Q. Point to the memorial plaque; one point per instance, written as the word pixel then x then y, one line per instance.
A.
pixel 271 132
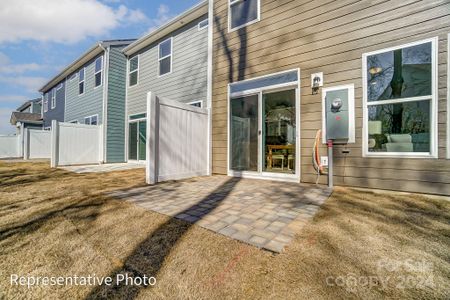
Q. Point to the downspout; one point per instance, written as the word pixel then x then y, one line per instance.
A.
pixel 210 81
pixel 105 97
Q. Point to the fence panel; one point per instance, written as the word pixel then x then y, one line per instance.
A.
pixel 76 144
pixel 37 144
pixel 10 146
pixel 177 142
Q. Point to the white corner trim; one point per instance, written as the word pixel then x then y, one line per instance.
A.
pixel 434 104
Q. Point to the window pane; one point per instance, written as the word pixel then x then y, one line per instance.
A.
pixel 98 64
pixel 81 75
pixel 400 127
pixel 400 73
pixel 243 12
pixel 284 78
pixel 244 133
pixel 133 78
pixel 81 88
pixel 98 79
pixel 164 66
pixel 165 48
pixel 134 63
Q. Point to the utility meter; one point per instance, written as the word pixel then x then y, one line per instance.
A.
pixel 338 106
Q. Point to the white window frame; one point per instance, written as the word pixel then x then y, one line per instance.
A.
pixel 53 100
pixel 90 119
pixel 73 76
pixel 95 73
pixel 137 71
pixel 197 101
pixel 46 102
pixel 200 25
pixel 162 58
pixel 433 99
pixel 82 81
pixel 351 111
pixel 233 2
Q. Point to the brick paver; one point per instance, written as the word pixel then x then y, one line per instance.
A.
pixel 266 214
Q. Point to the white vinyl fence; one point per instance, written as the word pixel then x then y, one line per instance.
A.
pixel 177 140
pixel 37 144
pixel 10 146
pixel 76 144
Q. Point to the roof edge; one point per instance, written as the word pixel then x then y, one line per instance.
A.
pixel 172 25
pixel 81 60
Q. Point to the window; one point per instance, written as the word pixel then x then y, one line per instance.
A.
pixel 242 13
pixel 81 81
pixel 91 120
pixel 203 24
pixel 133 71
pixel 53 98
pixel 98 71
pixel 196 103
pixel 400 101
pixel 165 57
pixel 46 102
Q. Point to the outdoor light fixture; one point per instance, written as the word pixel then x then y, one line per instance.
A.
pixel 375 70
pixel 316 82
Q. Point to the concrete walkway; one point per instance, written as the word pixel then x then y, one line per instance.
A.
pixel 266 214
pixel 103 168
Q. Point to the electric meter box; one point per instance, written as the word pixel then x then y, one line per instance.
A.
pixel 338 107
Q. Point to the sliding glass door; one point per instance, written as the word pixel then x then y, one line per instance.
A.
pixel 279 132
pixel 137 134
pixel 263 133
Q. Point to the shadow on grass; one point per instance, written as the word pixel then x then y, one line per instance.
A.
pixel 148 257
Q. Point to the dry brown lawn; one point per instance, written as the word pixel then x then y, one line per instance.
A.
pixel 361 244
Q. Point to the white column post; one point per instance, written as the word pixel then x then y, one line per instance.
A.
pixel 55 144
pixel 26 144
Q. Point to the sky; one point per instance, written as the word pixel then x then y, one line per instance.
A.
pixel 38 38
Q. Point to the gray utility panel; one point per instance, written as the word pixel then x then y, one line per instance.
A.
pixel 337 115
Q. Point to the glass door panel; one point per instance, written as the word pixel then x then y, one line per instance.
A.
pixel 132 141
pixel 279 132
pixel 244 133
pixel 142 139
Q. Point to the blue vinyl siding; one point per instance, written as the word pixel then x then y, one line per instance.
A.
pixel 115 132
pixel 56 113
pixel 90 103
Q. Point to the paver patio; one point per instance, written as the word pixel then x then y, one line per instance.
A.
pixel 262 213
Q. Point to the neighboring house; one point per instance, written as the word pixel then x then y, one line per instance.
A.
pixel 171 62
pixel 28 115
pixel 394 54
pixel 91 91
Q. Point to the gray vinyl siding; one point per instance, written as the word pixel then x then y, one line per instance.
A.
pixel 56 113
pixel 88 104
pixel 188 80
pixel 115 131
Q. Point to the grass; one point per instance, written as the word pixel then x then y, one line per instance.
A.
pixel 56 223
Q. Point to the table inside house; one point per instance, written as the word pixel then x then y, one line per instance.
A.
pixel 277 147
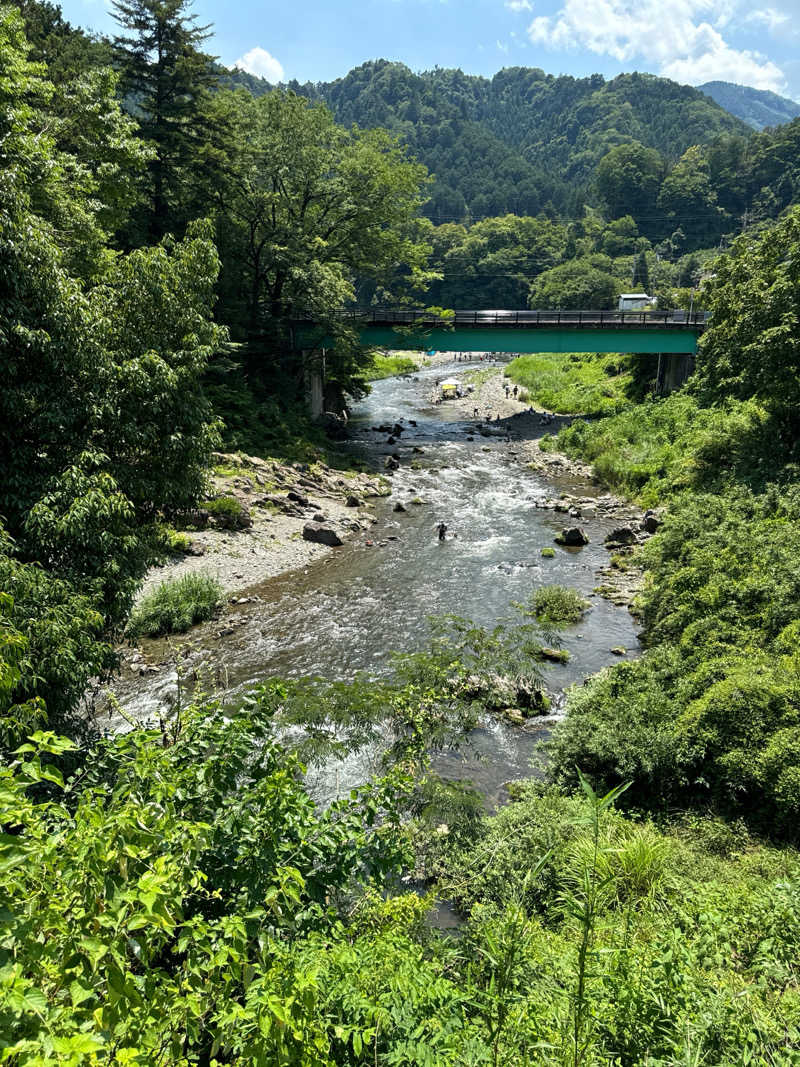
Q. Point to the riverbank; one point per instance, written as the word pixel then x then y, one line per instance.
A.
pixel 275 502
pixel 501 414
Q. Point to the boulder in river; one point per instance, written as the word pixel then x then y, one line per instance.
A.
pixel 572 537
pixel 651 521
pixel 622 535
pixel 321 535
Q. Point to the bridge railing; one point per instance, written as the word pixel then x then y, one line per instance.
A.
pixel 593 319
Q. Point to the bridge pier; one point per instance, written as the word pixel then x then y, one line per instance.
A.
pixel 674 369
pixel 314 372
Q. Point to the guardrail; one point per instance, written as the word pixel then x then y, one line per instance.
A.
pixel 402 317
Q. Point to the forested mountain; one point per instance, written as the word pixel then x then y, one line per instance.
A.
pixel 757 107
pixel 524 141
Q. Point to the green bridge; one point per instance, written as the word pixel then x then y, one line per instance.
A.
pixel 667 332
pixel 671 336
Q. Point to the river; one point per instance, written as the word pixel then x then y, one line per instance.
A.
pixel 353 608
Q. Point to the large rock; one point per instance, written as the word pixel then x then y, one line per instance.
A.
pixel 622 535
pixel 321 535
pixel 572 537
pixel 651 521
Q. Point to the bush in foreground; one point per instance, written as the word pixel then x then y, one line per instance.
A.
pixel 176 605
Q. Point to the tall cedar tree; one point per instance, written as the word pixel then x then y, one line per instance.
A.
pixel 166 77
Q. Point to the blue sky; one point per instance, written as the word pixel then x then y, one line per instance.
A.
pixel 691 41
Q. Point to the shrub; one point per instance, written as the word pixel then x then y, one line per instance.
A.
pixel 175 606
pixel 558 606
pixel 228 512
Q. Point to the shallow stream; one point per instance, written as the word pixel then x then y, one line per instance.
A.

#####

TASK OBJECTIVE :: In the records above, find every line with the word "grass" and copy it.

RESPONSE TO THIS TASK ::
Q. Point to the shadow on grass; one point per instance, written as the word pixel then x then y, one line per instance.
Q. Point to the grass; one point per instance, written as the word pixel then x then y, one line per instance.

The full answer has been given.